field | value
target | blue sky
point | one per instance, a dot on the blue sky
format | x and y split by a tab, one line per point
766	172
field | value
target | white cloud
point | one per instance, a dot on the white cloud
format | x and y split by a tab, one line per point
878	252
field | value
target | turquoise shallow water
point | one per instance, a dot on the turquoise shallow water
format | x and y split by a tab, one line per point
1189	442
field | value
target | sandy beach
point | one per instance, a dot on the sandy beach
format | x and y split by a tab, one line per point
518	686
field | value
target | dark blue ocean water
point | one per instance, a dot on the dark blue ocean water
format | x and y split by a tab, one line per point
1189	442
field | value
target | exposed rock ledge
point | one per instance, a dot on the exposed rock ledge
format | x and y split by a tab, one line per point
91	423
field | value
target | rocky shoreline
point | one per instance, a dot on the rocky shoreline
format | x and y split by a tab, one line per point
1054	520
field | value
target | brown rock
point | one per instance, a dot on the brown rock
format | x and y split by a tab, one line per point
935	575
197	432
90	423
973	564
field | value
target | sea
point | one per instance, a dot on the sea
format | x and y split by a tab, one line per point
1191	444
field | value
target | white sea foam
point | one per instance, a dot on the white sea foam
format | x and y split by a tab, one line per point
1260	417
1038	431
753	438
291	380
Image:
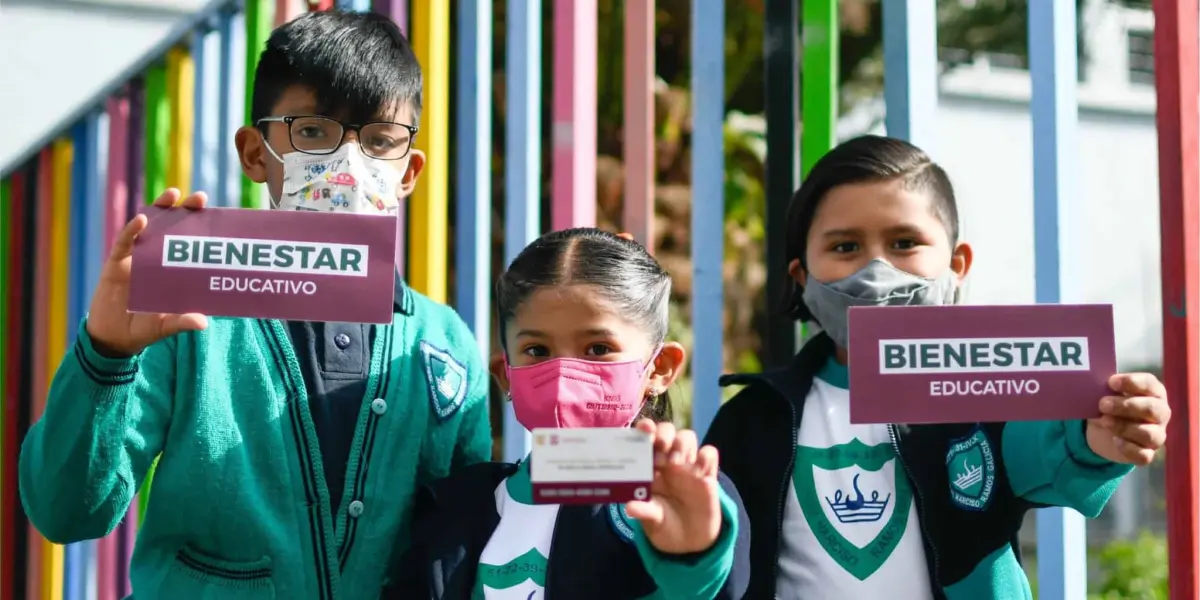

- **WHAT IS REQUIRED**: Collect every line of the records that contains the string "foam" and copy each one in full. Case counts when matching.

- **ANSWER TO THE PROBLEM**:
target | white sea foam
point | one per instance, a dot on the white sea foam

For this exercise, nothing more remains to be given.